(Source data)
————

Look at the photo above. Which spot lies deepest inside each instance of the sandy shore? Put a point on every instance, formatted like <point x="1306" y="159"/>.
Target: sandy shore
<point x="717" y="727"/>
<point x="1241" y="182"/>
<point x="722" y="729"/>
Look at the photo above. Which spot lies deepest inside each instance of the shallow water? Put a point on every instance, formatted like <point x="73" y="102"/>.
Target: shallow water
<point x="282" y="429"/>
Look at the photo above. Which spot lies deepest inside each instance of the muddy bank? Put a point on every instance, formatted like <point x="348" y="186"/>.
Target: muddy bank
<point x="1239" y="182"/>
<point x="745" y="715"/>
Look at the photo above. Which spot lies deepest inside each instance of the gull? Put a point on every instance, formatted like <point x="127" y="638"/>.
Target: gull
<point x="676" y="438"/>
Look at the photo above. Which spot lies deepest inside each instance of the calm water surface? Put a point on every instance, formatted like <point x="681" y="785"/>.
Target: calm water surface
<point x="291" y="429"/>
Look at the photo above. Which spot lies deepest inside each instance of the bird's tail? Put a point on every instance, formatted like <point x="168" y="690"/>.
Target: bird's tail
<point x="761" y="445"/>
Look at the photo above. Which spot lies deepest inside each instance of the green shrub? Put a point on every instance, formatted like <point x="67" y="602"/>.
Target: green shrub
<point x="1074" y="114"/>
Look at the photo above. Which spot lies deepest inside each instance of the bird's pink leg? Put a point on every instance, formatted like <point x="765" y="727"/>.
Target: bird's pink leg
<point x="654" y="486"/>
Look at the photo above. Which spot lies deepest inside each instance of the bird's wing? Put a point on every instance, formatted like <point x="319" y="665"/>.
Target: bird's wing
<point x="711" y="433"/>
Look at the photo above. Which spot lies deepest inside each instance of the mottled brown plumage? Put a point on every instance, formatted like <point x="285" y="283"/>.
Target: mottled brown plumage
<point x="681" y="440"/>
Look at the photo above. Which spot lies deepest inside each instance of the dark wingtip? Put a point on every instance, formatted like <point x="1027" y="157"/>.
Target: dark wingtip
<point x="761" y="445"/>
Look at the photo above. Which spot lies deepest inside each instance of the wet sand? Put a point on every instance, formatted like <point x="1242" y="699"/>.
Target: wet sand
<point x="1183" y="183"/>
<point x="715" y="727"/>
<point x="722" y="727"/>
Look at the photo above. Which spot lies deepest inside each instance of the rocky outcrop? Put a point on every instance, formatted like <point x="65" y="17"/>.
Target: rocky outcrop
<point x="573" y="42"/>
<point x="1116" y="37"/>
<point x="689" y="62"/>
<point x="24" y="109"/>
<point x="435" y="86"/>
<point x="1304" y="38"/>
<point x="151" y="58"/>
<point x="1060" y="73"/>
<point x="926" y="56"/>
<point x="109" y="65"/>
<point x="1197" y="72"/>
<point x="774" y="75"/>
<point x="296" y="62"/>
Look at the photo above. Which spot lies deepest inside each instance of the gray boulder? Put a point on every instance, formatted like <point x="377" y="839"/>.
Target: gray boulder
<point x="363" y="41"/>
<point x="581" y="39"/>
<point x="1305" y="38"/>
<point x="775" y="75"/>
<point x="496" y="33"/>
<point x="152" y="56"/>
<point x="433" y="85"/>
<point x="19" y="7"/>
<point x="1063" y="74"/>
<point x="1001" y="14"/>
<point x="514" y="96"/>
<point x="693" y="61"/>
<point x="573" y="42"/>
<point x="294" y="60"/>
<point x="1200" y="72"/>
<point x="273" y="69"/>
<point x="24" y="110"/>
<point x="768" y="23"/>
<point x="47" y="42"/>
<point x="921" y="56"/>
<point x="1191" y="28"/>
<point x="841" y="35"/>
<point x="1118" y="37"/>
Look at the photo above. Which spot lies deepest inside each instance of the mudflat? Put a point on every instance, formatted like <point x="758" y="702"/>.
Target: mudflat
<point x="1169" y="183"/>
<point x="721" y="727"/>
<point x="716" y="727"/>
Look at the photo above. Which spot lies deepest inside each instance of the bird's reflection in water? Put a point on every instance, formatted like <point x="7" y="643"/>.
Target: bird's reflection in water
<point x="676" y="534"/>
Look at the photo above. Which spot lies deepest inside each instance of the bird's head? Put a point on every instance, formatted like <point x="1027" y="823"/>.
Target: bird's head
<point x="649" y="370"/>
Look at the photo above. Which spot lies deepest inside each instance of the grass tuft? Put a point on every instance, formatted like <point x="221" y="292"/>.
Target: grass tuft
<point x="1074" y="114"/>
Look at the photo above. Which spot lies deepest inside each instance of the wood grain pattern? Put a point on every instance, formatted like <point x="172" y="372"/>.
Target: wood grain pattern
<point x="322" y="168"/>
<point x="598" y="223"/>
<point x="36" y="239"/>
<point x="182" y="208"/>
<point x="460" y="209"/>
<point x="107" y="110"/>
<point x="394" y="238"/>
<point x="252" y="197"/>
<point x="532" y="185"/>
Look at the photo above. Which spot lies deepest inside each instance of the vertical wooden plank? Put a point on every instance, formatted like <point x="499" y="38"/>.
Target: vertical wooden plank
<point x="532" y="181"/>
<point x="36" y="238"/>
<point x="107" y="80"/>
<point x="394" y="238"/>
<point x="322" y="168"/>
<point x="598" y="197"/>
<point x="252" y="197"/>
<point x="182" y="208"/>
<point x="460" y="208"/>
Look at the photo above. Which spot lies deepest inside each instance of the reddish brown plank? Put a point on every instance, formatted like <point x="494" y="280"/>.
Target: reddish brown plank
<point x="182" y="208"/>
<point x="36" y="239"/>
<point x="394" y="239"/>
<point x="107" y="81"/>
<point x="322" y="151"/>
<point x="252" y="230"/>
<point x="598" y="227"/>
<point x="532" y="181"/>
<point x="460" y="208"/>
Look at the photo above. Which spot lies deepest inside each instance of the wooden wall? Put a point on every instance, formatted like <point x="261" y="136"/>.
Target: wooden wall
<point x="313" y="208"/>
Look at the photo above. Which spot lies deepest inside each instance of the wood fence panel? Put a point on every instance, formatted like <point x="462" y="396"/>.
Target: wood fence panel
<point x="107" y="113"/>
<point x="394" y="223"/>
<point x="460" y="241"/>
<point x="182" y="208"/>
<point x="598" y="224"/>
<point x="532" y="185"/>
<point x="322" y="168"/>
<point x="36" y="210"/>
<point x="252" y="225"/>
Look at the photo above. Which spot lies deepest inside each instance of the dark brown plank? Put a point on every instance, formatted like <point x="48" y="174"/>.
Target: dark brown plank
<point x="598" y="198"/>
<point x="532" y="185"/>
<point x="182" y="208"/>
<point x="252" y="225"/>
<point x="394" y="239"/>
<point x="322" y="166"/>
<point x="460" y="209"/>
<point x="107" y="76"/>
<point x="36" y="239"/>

————

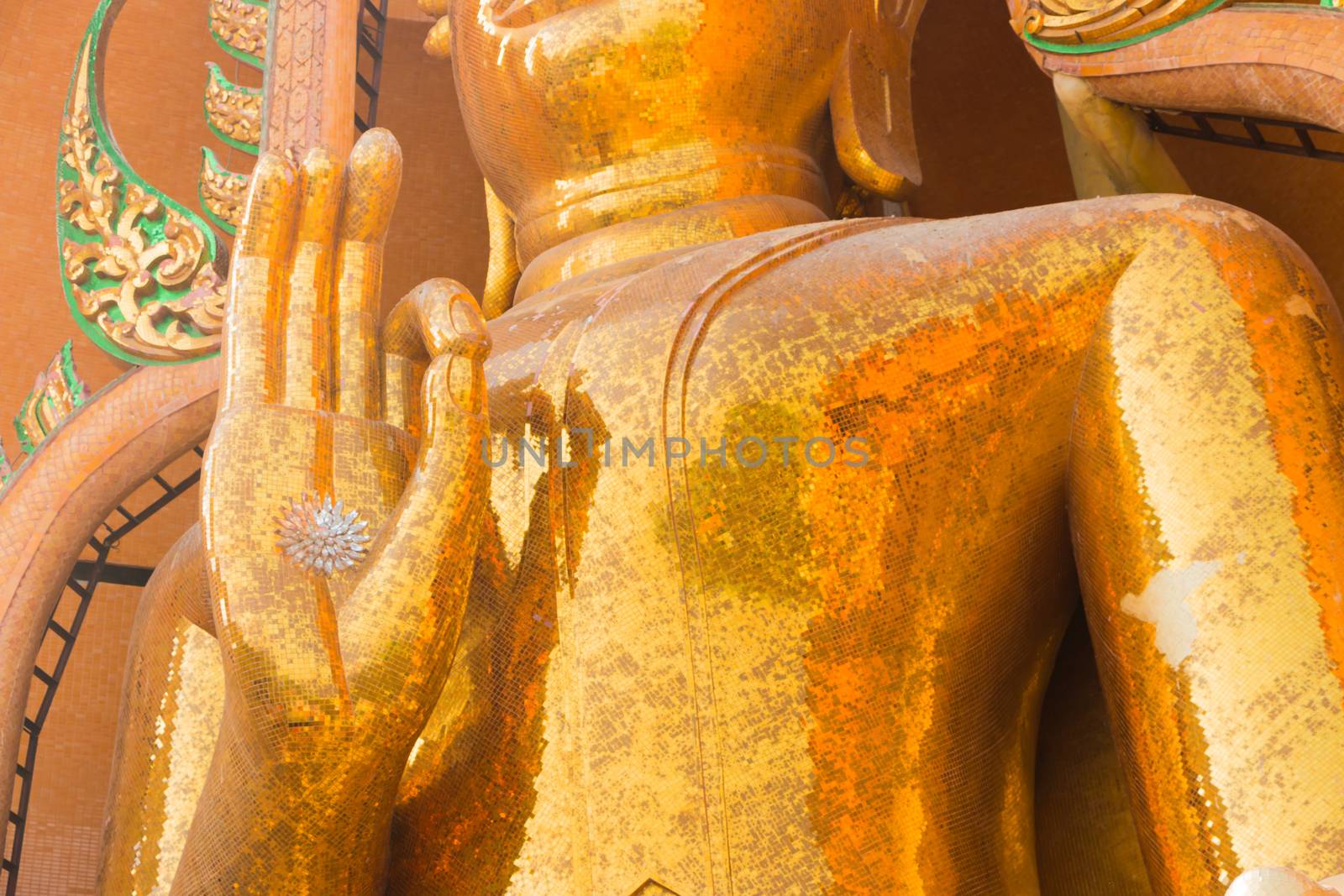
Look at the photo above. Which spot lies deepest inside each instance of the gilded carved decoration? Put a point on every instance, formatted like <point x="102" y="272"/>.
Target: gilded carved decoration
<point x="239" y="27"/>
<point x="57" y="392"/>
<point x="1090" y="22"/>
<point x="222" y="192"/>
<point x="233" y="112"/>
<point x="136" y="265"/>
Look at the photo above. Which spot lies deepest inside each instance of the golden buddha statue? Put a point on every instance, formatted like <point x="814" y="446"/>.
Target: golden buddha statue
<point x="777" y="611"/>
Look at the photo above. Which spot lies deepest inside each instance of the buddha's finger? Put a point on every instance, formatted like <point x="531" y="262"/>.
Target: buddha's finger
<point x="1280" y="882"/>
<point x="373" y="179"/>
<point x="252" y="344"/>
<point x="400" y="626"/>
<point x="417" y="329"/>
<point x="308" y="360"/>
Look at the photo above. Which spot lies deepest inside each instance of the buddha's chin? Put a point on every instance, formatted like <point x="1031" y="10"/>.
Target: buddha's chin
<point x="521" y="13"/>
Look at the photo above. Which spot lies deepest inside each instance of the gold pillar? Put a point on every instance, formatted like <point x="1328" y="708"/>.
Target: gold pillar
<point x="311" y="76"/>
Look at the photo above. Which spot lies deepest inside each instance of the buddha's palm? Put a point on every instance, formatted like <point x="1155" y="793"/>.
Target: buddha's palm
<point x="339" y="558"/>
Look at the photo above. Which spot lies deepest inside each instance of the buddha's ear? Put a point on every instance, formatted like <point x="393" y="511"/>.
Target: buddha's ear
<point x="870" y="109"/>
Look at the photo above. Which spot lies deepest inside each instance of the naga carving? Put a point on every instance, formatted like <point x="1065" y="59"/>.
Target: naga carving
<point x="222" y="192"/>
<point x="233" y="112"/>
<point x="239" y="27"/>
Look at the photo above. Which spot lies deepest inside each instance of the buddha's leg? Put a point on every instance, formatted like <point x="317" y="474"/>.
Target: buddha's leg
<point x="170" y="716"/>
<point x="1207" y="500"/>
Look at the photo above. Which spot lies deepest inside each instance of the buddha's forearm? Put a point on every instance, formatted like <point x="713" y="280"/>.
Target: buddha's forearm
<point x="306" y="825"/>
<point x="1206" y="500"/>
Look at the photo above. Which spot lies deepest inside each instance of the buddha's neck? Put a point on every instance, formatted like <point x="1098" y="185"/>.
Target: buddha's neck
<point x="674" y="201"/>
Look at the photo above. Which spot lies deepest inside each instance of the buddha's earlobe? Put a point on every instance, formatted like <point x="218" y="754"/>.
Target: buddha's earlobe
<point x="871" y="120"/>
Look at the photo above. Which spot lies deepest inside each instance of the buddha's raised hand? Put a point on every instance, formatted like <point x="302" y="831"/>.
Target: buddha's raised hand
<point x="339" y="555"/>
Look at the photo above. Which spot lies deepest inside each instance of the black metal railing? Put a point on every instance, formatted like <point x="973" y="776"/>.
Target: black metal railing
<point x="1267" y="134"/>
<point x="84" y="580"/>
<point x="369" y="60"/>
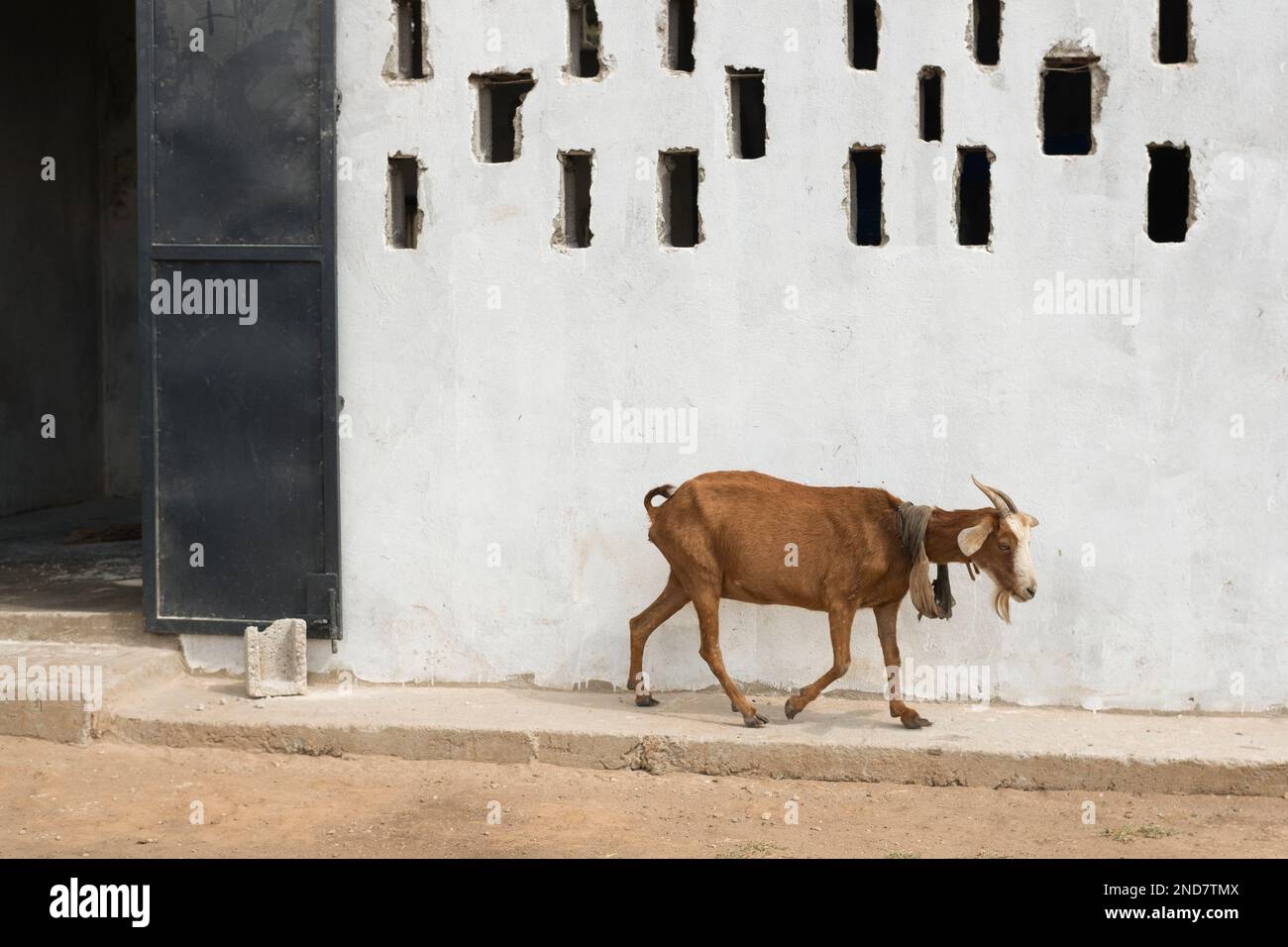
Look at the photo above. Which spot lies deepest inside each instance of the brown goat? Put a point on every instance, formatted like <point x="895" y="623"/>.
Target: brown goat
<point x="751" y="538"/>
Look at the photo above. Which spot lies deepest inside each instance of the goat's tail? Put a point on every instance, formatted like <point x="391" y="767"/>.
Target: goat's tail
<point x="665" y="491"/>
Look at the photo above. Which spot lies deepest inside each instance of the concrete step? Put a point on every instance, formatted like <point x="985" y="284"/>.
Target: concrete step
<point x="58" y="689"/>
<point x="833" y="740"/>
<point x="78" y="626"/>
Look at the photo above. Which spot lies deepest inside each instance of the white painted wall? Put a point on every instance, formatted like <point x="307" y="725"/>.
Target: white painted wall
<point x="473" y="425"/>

————

What you have to do —
Find every line in the records that contains the word "mudflat" and copy each of those lines.

Reply to the task —
Look at the photo above. Which spot lies deepest inside each instance of the mudflat? Put a point on every instance, formatted like <point x="758" y="702"/>.
Target: mudflat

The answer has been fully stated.